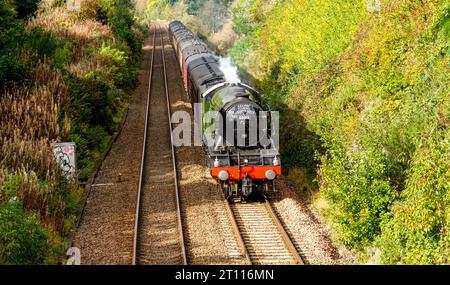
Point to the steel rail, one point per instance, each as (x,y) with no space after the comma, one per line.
(144,144)
(286,239)
(177,195)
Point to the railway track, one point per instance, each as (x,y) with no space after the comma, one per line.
(261,235)
(158,231)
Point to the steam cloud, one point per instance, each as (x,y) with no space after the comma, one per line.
(229,69)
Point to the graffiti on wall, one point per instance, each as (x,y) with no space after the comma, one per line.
(65,155)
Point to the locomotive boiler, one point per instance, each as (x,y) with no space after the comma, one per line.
(237,130)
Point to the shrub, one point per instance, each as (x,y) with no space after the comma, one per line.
(22,239)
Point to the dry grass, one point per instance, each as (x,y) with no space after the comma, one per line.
(30,122)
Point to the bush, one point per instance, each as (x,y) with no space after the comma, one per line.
(369,96)
(22,239)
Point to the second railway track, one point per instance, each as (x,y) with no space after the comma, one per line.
(261,234)
(158,233)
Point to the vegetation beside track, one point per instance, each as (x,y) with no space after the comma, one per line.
(368,87)
(64,76)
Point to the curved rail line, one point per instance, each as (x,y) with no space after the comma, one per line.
(261,235)
(139,205)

★ ★ ★ ★ ★

=== WHAT YOU WILL DO ===
Return all of the material precisely as written. No picture belongs in it.

=== SOLUTION ===
Point to the steel rail, one point per instance, each as (x,y) with no space after the comma, one per line.
(144,144)
(286,239)
(177,195)
Point to the railway track, one point per instance, each as (x,y) with no space after the comma, one per line.
(261,235)
(158,231)
Point to the steam cloud, one point per instance, each as (x,y) with no space after the comma, one per line.
(229,69)
Point to the graffiti on wall, one point per instance, each as (x,y) with no space after the comma, one per line.
(65,155)
Point to the locomotive boiler, one point per instance, each as (x,y) with no space after the comma, one per line.
(237,130)
Point to the shrub, one point per instance, each as (x,y) with no space after the comma, one per line.
(22,239)
Point to the dry grass, one point per instance, each as (x,y) with no space after the comma, one per line.
(30,122)
Point to the bush, one point per instance, each as (x,y) with no space after the comma, one per line.
(369,96)
(22,239)
Point to the second railway track, one point per instance, each as (x,y) with no space after the comma, one per line.
(261,234)
(158,233)
Point to the vegetation beside track, one point per instance, each as (x,y) with no space after the comma, one per line.
(368,87)
(64,76)
Point to the curved rail line, one point per instance, each as (x,y) with no space after the comma, one per line.
(261,235)
(139,205)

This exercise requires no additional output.